### What you are asked to do
Your task is to copy the lines of the data below from the line holding "Keep to these rules. Indicate every instance of the bare" through the line holding "Keep to these rules. Indicate every instance of the wire-rimmed", inclusive, exactly and with nothing added.

=== Begin Enclosure ===

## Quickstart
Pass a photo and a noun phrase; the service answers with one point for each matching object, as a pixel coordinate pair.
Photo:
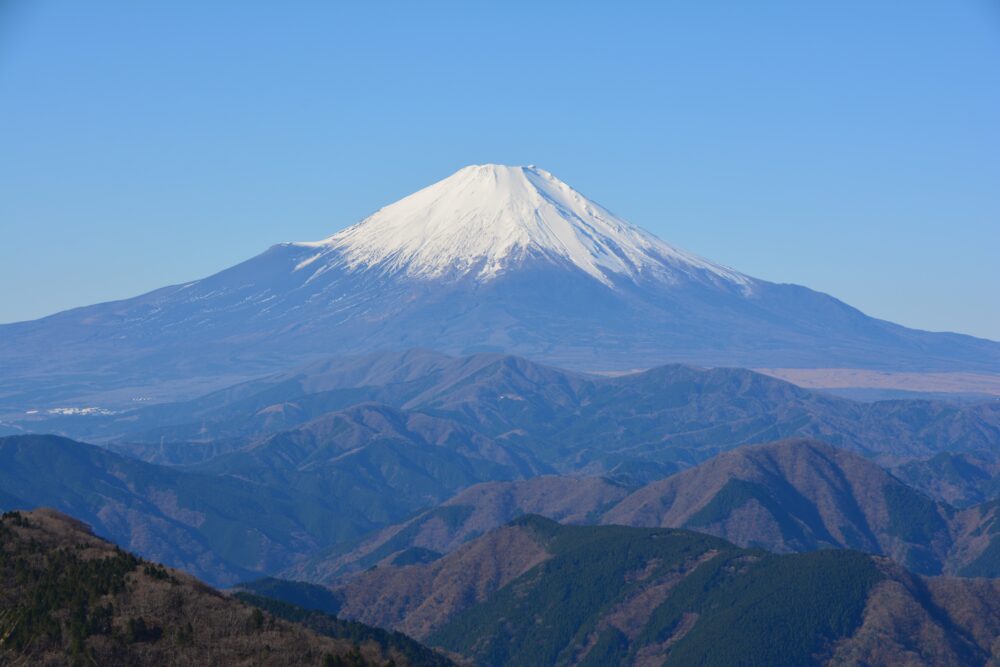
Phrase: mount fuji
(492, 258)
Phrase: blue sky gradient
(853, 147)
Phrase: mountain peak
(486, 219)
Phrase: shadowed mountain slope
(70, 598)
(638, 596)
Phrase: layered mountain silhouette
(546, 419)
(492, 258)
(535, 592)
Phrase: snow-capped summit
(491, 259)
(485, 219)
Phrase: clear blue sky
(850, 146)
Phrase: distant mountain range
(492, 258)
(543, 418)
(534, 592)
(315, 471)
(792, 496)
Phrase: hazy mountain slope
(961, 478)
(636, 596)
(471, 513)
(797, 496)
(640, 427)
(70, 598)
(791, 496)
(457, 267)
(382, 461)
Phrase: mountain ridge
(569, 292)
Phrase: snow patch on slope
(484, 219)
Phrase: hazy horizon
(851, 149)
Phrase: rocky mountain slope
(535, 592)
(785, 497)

=== End Enclosure ===
=== Begin Enclosure ===

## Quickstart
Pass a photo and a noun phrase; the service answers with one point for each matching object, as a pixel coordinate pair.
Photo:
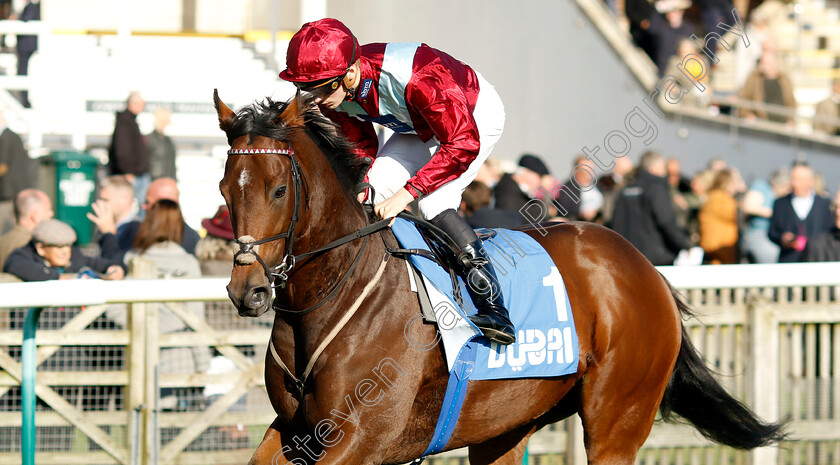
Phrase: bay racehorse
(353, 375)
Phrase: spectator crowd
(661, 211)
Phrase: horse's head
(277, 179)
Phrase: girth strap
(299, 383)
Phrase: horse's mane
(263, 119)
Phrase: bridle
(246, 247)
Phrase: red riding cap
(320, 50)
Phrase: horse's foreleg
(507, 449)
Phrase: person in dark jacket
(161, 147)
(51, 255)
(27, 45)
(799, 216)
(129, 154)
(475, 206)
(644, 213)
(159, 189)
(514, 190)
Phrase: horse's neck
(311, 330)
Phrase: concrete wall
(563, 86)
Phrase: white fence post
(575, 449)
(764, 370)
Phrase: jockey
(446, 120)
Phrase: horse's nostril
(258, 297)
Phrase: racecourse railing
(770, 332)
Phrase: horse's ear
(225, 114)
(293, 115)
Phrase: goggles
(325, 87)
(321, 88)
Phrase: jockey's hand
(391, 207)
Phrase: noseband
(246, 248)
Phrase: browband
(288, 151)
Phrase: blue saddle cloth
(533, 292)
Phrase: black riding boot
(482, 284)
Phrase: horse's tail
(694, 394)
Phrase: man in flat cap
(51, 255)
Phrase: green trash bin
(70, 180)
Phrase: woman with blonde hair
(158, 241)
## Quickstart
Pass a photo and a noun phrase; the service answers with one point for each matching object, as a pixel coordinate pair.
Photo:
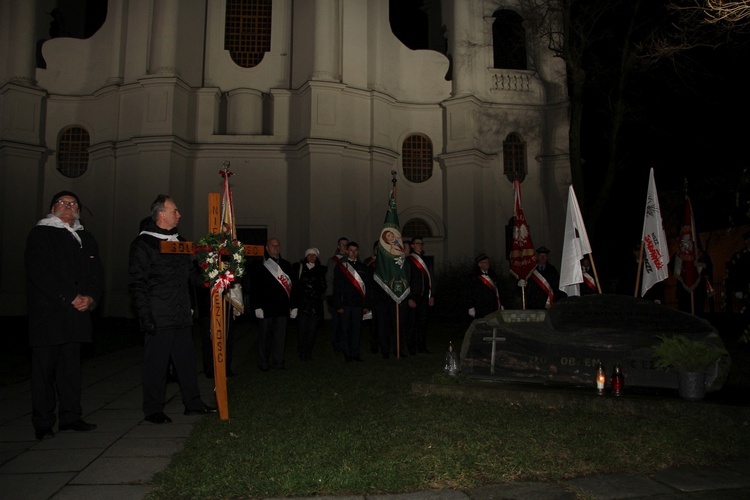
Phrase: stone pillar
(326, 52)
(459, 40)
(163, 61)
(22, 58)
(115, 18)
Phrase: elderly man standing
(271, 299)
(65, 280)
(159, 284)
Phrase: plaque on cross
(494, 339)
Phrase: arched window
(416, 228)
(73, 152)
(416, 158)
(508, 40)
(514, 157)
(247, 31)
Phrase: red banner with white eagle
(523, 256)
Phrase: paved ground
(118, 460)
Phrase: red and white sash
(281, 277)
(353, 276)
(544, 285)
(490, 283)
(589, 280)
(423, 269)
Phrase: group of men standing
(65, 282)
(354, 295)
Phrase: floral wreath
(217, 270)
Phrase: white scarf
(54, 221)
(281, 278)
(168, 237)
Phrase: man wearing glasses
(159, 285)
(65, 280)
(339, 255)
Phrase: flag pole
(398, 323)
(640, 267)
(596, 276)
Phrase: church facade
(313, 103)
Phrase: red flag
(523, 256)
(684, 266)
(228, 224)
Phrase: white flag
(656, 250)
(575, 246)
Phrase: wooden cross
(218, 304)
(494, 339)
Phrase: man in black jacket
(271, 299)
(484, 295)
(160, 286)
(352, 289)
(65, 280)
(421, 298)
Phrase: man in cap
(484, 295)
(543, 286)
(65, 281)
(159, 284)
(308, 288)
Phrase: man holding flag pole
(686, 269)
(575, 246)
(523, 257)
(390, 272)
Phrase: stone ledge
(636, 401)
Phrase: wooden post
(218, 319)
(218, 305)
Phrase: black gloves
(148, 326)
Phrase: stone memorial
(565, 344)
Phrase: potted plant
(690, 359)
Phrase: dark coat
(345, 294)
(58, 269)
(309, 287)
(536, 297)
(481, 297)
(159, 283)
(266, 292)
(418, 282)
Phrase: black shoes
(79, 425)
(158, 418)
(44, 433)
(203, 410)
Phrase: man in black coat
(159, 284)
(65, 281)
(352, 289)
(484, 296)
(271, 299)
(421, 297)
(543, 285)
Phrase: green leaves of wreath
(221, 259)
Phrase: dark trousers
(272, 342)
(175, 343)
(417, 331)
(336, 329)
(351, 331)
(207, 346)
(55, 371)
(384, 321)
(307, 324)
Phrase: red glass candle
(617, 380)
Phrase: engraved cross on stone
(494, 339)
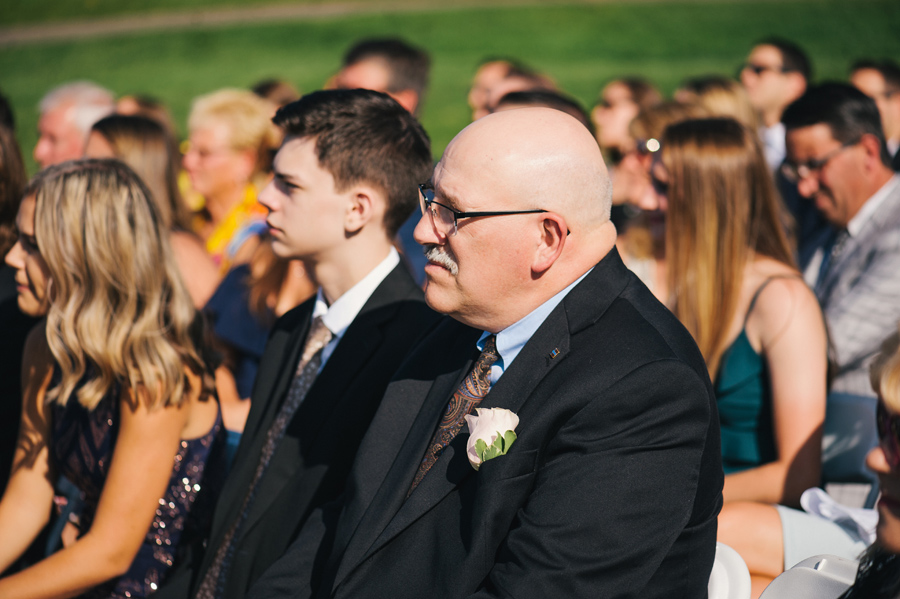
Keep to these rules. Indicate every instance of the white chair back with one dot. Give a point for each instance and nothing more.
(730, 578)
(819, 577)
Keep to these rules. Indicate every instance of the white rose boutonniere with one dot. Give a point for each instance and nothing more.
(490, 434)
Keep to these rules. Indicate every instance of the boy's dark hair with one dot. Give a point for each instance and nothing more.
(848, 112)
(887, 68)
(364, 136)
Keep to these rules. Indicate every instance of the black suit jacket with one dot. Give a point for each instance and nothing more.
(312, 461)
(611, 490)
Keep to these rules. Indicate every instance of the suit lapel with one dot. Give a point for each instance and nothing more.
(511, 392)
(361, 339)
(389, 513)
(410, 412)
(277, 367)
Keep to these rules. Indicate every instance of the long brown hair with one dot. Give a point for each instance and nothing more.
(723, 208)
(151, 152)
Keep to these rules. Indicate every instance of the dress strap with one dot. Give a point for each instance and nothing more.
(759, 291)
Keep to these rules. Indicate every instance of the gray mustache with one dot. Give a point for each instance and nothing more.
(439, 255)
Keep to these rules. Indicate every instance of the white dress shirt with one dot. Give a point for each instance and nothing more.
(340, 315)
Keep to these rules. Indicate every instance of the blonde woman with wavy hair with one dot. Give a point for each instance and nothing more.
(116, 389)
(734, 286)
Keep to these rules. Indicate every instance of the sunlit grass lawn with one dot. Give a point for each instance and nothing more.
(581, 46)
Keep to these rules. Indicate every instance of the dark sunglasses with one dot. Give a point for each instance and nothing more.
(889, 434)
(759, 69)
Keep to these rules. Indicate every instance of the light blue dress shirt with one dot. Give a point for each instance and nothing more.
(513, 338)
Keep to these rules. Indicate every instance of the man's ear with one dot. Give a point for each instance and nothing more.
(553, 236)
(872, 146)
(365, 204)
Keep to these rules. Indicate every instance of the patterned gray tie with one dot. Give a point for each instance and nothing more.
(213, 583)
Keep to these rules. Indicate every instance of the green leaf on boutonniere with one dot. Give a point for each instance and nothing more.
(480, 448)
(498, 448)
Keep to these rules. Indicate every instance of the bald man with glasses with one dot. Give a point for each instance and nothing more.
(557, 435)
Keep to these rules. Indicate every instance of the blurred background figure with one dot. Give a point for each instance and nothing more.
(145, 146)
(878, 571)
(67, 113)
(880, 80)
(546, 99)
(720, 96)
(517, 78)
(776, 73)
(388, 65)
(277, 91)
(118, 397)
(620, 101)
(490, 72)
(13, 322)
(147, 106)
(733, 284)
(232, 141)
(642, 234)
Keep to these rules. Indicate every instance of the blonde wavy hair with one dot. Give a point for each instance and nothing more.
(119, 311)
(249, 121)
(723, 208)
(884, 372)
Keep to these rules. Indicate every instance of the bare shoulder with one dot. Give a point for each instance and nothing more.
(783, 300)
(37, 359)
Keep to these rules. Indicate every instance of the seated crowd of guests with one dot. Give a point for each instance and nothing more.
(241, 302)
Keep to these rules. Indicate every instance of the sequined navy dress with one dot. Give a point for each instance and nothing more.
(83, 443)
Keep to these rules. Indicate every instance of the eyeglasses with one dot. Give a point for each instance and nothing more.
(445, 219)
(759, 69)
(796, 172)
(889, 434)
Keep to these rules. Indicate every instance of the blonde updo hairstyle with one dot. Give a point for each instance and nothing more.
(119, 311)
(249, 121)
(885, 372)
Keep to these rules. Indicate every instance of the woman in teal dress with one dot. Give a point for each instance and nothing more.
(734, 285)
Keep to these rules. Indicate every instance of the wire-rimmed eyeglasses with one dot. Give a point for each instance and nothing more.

=== End Enclosure ===

### Task solution
Keep to these rules. Indicate every instance of the bare shoulder with one dot. Give a point for each instance and nothing more.
(783, 300)
(37, 359)
Keep to these rules. Indicate every instance of the seated crowd of guests with one dot. Give a point for each instance and nothing more.
(241, 302)
Keep to these rules. Indicate every instance of the sequined navy dress with one dot. Give a point for each instance and nothing more.
(83, 443)
Keep to these rules. Indicate every instance of the eyeglasses with one dot. Give a point for each instance and nothing more.
(445, 219)
(759, 69)
(796, 172)
(889, 434)
Keep to these rules. Indicate every instance of the blonde updo hairstyle with one dot. Give a point for each instance and nothing more.
(119, 311)
(249, 121)
(885, 372)
Keep to these rules. Indicate every instance of the woman in teal dress with one dot. Give a point for each instance and nothing more.
(734, 285)
Keep to these rules. Indicate every instance of the wire-rimmed eyeglasses with one dot. Give a point for each instance and nothing more.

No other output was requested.